Records for the task:
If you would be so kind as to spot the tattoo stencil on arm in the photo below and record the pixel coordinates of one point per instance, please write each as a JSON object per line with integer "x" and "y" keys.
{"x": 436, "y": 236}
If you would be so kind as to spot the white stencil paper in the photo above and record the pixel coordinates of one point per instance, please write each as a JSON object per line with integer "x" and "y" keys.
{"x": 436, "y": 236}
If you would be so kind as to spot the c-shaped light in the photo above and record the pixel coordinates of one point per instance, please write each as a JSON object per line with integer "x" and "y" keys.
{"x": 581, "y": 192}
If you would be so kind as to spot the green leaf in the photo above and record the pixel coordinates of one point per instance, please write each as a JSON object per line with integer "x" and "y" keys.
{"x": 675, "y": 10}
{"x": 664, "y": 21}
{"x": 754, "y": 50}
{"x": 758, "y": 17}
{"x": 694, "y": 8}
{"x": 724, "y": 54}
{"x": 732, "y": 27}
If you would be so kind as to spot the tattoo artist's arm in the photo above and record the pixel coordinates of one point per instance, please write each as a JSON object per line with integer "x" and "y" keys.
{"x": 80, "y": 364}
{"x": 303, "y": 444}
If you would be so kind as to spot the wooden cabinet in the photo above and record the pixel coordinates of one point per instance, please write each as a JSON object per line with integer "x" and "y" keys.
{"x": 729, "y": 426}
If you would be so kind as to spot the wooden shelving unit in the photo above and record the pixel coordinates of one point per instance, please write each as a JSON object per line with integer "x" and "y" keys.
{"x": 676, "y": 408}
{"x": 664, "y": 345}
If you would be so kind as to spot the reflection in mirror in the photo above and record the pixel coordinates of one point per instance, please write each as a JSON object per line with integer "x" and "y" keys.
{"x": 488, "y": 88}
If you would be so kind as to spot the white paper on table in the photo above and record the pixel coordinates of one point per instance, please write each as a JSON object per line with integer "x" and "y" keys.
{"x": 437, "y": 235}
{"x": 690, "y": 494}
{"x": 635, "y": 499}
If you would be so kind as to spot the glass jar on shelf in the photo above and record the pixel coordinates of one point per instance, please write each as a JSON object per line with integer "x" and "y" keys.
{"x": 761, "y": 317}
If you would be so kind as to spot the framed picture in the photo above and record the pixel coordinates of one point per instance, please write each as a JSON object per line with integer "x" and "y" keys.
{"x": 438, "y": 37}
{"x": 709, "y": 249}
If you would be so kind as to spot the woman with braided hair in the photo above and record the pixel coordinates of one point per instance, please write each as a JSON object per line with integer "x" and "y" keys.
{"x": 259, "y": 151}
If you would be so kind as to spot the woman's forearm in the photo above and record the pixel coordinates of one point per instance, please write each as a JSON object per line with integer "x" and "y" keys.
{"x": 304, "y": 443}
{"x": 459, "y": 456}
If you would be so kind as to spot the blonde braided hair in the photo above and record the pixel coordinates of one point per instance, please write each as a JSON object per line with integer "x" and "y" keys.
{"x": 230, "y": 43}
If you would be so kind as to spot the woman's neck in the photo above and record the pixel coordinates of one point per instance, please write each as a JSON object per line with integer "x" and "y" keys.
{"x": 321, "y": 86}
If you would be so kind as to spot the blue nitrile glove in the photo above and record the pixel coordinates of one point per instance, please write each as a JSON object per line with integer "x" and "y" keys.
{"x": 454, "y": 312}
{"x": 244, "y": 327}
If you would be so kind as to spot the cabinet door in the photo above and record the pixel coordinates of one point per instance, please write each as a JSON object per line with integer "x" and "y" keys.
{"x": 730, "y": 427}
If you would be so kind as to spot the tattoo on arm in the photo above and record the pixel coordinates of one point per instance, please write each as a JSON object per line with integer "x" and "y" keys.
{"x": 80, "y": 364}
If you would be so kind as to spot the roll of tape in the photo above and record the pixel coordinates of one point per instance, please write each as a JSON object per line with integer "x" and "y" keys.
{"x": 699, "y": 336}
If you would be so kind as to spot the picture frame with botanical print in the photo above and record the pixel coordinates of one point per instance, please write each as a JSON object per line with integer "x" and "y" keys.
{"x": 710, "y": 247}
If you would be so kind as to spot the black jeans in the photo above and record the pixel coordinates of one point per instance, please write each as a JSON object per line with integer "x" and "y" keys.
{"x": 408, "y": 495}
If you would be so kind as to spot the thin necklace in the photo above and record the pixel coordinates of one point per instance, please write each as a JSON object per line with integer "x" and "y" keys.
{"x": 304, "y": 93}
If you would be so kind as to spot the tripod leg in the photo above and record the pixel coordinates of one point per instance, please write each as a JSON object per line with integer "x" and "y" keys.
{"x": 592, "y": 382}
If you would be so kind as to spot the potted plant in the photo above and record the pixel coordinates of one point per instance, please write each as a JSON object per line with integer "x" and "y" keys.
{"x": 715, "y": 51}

Task brief: Write down the full listing again, exactly.

Right answer:
If you would be so kind as to spot the tattoo stencil on arm in the photo below and record the pixel coordinates of one point per instance, please write each as a JSON object per line with integer "x" and "y" keys.
{"x": 436, "y": 236}
If you would be so kind as to spot the white stencil paper in the photo above and record the pixel coordinates of one point per instance, please write each as a JSON object per line with integer "x" and "y" keys.
{"x": 436, "y": 236}
If you would be so kind as to spot the c-shaped light in the photo above and record the pixel coordinates of one point per instance, please write each as a JSON object per line with integer "x" and "y" keys.
{"x": 581, "y": 192}
If you would be so kind as to spot the green leaf in the photo above and record the pixel coordinates of one point per instance, please write each as a JSON object per line with integer "x" and "y" keys.
{"x": 675, "y": 10}
{"x": 664, "y": 21}
{"x": 754, "y": 50}
{"x": 758, "y": 17}
{"x": 694, "y": 8}
{"x": 724, "y": 54}
{"x": 732, "y": 27}
If you would be so kind as to spot the tattoo artist's arm in the photo above and record the pixel coordinates of one point per instance, please write each as a JSON object per line with integer "x" and "y" keys.
{"x": 80, "y": 364}
{"x": 303, "y": 444}
If you would be so kind as to spot the wooden cabinet in the photo above and record the pixel coordinates of one point per instance, please write each as a JSON object per line with integer "x" and "y" keys.
{"x": 729, "y": 426}
If you would be so kind as to spot the wooden shelving unit in the photo above and record the pixel coordinates of one point per instance, please write each as a JSON object per line with integer "x" and "y" keys.
{"x": 676, "y": 408}
{"x": 664, "y": 345}
If you would be so kind as to spot the reflection in mirror in the photo above and record the pixel coordinates of one point per instance, please write each as a JSON object per line with integer "x" and "y" keys.
{"x": 488, "y": 88}
If you would be so kind as to spot the white paper on table in the photo above and record the pixel coordinates of one point per instance, please write each as a JSON object per line with integer "x" and "y" keys.
{"x": 437, "y": 235}
{"x": 690, "y": 494}
{"x": 635, "y": 499}
If you would be so kind as to spot the glass jar on shelf in the photo above and record the pixel coordinates of one point per instance, please write each as a JSON object per line with integer "x" and "y" keys.
{"x": 761, "y": 317}
If you would be so kind as to spot the framed picture in the photo above and record the pixel coordinates of one point per instance, please write each as a JSON object per line with integer "x" and "y" keys.
{"x": 438, "y": 37}
{"x": 709, "y": 249}
If you would be so kind as to spot the woman with braided hair in the photo above and record the pixel coordinates of one point per instance, please write each as a JSON object per line with integer "x" and "y" keys.
{"x": 259, "y": 151}
If you would be so kind as to spot the woman's forearm in the photo above and record the pixel coordinates of one point per instance, please write each as a JSON object per line with integer "x" and "y" keys.
{"x": 304, "y": 443}
{"x": 459, "y": 456}
If you would be so kind as to spot the blonde braided hair in the photo above and record the pixel coordinates of one point per instance, please write each as a JSON object per line with integer "x" and "y" keys.
{"x": 230, "y": 43}
If you would be so kind as to spot the woman's neck in the photo above and record the pixel coordinates of one point per instance, please write each as a JSON object per line with integer "x" and "y" keys.
{"x": 321, "y": 86}
If you would be so kind as to spot the blue nitrile glove in the photo above and record the pixel coordinates of one point per instance, please write each as a JSON object per line with integer "x" and "y" keys.
{"x": 454, "y": 312}
{"x": 244, "y": 327}
If you would be so kind as to spot the cabinet door in the photo above and record the pixel coordinates of one point per instance, please write each as a JSON object per line with integer "x" and "y" keys.
{"x": 730, "y": 427}
If you would be so kind as to spot the tattoo on arm in the photo above and record the pixel coordinates of one point per instance, please write each as a JSON object per line with integer "x" and "y" keys.
{"x": 80, "y": 364}
If you would be so kind as to spot the roll of tape in the photo above and record the pixel coordinates of one point per instance, please write each as a JSON object per line with integer "x" and "y" keys.
{"x": 699, "y": 336}
If you would be so kind as to spot the picture frame with botanical print in the photo above and record the pixel coordinates of one point per instance, please write each as a JSON object per line with integer "x" and "y" keys.
{"x": 710, "y": 247}
If you would be so kind as to spot the black jeans in the photo above and record the pixel coordinates of one point per instance, please write each as a JSON object per line with integer "x" and "y" keys.
{"x": 408, "y": 495}
If you would be so kind as to spot the thin necklace in the photo above and record the pixel coordinates of one point per instance, please write each as a JSON object per line with integer "x" and "y" keys.
{"x": 304, "y": 93}
If you would be so kind as to spot the tripod leg in the photo above and record the pixel coordinates of one point per instance, please write each as a JSON object per line with integer "x" and "y" keys.
{"x": 592, "y": 382}
If you would be so kind as to spot the potted plant in the photo above and record the pixel coordinates of one point per instance, please write each as a JSON object per line with integer "x" and "y" keys.
{"x": 715, "y": 51}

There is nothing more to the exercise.